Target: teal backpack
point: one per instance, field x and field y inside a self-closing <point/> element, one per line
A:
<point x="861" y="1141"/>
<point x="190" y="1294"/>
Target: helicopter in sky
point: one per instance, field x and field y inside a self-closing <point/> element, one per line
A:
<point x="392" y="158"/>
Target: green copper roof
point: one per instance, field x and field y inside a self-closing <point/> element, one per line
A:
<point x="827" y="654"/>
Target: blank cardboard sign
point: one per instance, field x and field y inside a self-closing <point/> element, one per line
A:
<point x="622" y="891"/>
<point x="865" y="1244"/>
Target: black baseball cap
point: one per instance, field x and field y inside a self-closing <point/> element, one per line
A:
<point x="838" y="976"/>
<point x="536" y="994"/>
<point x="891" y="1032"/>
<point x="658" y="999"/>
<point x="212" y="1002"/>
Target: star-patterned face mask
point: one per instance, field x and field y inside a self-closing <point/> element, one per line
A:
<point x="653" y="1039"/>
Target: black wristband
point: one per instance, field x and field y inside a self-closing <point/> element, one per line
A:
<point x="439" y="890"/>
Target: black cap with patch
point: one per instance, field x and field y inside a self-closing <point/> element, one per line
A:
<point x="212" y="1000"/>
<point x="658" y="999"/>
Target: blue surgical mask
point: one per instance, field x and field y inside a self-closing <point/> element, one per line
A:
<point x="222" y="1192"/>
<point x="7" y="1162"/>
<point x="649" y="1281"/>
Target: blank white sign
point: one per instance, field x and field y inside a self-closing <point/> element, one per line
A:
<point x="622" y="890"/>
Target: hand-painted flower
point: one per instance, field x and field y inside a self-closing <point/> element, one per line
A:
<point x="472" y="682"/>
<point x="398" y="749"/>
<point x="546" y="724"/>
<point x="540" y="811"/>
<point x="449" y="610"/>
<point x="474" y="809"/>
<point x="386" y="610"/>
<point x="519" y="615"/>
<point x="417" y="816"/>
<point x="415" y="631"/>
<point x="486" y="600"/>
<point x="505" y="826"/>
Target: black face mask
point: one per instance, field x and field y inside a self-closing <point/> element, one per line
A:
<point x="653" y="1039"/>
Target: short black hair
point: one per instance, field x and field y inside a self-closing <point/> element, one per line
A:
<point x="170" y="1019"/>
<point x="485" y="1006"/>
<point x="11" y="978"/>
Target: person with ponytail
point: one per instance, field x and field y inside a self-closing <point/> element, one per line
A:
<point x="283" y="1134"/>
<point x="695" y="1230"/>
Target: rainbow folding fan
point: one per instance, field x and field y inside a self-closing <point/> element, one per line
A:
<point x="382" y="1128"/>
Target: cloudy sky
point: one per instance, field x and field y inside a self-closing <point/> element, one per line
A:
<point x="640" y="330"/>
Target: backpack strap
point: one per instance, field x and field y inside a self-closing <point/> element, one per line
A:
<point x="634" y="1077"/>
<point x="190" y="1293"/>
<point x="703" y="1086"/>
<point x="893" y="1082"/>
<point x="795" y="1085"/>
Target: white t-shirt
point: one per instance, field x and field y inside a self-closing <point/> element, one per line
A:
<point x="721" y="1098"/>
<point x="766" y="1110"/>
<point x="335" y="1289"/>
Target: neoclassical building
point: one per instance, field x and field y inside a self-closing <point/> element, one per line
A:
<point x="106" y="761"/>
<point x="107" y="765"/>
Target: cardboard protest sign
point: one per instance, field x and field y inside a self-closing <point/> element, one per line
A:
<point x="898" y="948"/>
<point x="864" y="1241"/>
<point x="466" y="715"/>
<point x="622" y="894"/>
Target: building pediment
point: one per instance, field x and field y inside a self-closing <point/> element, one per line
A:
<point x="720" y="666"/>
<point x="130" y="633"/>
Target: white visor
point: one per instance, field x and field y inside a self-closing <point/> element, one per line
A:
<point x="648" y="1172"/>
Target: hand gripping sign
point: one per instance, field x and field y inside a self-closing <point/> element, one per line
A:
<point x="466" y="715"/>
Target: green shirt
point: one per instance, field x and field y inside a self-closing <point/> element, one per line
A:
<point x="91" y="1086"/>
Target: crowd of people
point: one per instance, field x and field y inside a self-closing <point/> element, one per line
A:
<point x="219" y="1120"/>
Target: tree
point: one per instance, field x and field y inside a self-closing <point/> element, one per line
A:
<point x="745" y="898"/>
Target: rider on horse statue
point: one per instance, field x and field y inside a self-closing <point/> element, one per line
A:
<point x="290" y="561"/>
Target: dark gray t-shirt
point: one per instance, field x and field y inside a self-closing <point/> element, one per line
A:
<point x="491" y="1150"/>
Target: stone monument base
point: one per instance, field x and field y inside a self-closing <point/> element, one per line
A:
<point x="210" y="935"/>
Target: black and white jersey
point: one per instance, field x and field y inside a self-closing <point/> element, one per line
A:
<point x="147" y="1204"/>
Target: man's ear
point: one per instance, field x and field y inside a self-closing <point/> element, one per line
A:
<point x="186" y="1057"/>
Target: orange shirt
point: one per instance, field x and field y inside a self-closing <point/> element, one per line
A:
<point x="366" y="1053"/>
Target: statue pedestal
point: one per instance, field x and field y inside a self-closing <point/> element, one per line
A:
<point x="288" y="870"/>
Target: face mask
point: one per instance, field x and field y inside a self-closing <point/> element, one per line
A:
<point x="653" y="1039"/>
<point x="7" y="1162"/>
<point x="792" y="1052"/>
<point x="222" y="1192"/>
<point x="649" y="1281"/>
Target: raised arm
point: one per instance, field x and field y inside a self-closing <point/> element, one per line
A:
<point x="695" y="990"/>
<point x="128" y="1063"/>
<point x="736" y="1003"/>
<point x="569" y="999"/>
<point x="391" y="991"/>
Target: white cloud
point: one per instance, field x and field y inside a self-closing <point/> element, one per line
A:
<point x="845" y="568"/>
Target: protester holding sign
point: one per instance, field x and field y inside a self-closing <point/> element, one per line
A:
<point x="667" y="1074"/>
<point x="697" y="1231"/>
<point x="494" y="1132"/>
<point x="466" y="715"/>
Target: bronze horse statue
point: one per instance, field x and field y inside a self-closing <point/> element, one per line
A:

YOUR GOAL: Repeat the material above exactly, including every line.

WRITTEN ANSWER:
Target: teal backpack
point: one per instance, field x and field y inside a self-closing <point/> element, one per line
A:
<point x="861" y="1141"/>
<point x="190" y="1294"/>
Target: helicopter in sky
point: one per instance, field x and field y inside a self-closing <point/> element, one per line
A:
<point x="392" y="158"/>
Target: green copper roof
point: one per instance, field x and field y inside a self-closing <point/> element, one per line
A:
<point x="827" y="654"/>
Target: blank cardboard sign
point: one per instance, field x and field y inside a self-closing <point/> element, one per line
A:
<point x="622" y="891"/>
<point x="865" y="1244"/>
Target: black baseball cap
point: one per instance, field x and field y inside a self-closing <point/> element, one per line
A:
<point x="838" y="976"/>
<point x="536" y="994"/>
<point x="891" y="1032"/>
<point x="658" y="999"/>
<point x="212" y="1002"/>
Target: star-patterned face mask
point: one per instance, field x and field y inside a self-closing <point/> element, one per line
A:
<point x="653" y="1039"/>
Target: black wristband
point: one per instance, field x and field y inside a self-closing <point/> element, one per line
A:
<point x="439" y="890"/>
Target: black cap with patch
point: one per instance, field x and field y inside a self-closing <point/> element, one per line
A:
<point x="212" y="1000"/>
<point x="658" y="999"/>
Target: blue surgical mask
point: one per instance, field x and field y inside a self-closing <point/> element, one per line
A:
<point x="222" y="1192"/>
<point x="7" y="1162"/>
<point x="649" y="1281"/>
Target: blank white sign
point: one per instance, field x and field y inside a self-closing <point/> element, one per line
A:
<point x="622" y="890"/>
Target: hand-painted flower
point: one per instance, field x and field y inside a self-closing <point/> element, one per line
A:
<point x="472" y="682"/>
<point x="398" y="749"/>
<point x="546" y="724"/>
<point x="540" y="811"/>
<point x="449" y="610"/>
<point x="474" y="809"/>
<point x="386" y="610"/>
<point x="519" y="615"/>
<point x="417" y="816"/>
<point x="415" y="631"/>
<point x="486" y="600"/>
<point x="505" y="826"/>
Target: black face mask
point: one per instance, field x and field y inside a self-closing <point/> element, one per line
A:
<point x="653" y="1039"/>
Target: short black hair
point: one per instance, field x and field y inside a self-closing <point/> element, one per line
A:
<point x="170" y="1019"/>
<point x="485" y="1006"/>
<point x="11" y="978"/>
Target: person with ponytail
point: one per instance, field x and field y inside a self-closing <point/> element, one per line
A:
<point x="283" y="1134"/>
<point x="695" y="1230"/>
Target: rainbow folding fan
point: one per instance, field x and field y inside a self-closing <point/> element, one per line
A:
<point x="382" y="1128"/>
Target: cloudy sky
point: one per instance, field x and field y inside a self-closing <point/> element, one per line
A:
<point x="640" y="330"/>
Target: backpack strap
point: one per instance, field x and field y inside a self-closing <point/> element, one per line
A:
<point x="634" y="1077"/>
<point x="190" y="1293"/>
<point x="703" y="1086"/>
<point x="893" y="1082"/>
<point x="795" y="1085"/>
Target: white t-shirt
point: one per instance, field x and field y inside a self-closing <point/> element, one per line
A:
<point x="721" y="1098"/>
<point x="766" y="1110"/>
<point x="335" y="1289"/>
Target: neoclassical building
point: one per instance, field x and field y inside a self-closing <point/> element, one per line
A:
<point x="106" y="761"/>
<point x="107" y="765"/>
Target: cardboard protest sign
point: one per instance, field x and field y inside a self-closing <point/> element, one per line
A:
<point x="898" y="948"/>
<point x="864" y="1241"/>
<point x="466" y="715"/>
<point x="622" y="894"/>
Target: building pediment
point: one per instance, field x and field y inside a self-closing <point/> element, one per line
A:
<point x="720" y="666"/>
<point x="130" y="633"/>
Target: white visor
point: one per instance, field x and field y inside a self-closing <point/> element, one per line
A:
<point x="648" y="1172"/>
Target: hand gripping sign
point: one per instance, field x and field y inside a self-closing <point/> element, one per line
A:
<point x="466" y="715"/>
Target: green shirt
point: one per instance, field x and field y inside a self-closing <point/> element, one per line
A:
<point x="91" y="1086"/>
Target: crowd of people
point: one per instance, field x and field y inside a self-closing <point/> element, one per line
A:
<point x="219" y="1120"/>
Target: tree
point: one per instance, field x and field y inside a self-closing <point/> element, one per line
A:
<point x="745" y="898"/>
Target: rider on horse statue
point: one per instance, field x and field y inside a self-closing <point/> element, one per line
A:
<point x="290" y="561"/>
Target: dark gray t-shirt
point: one per instance, field x and field y inside a self-closing <point/> element, one per line
A:
<point x="491" y="1150"/>
Target: stone monument base
point: one per instance, field x and field y inside a self-closing <point/> element, one per line
A:
<point x="210" y="935"/>
Target: black and white jersey
point: one per instance, field x and field y inside a self-closing <point/> element, one per line
A:
<point x="147" y="1204"/>
Target: man's ear
point: one per instance, field x and field y inside a self-closing <point/> element, one per line
A:
<point x="186" y="1057"/>
Target: orange shirt
point: one per instance, field x and field y inside a self-closing <point/> element, one per line
A:
<point x="366" y="1053"/>
Target: statue pedestal
point: one per instance, field x and field y inside a self-closing <point/> element, one per line
A:
<point x="288" y="870"/>
Target: face mask
point: one per instance, field x and field y inside a self-closing <point/> element, one per line
A:
<point x="653" y="1039"/>
<point x="7" y="1162"/>
<point x="792" y="1052"/>
<point x="222" y="1192"/>
<point x="649" y="1281"/>
Target: raised arm
point: one per instance, field x and field y inside a self-closing <point/> element, one per line
A:
<point x="695" y="990"/>
<point x="128" y="1063"/>
<point x="736" y="1003"/>
<point x="569" y="999"/>
<point x="391" y="991"/>
Target: white cloud
point: one per instance, field x and field y inside a self-closing <point/> element, one per line
A:
<point x="845" y="568"/>
Target: protester holding sign
point: one per instance, field x and field y inside a self-closing <point/> element, one per line
A:
<point x="667" y="1074"/>
<point x="697" y="1231"/>
<point x="494" y="1132"/>
<point x="466" y="715"/>
Target: bronze horse statue
point: one per instance, field x and field y inside a self-closing <point/> element, one per line
A:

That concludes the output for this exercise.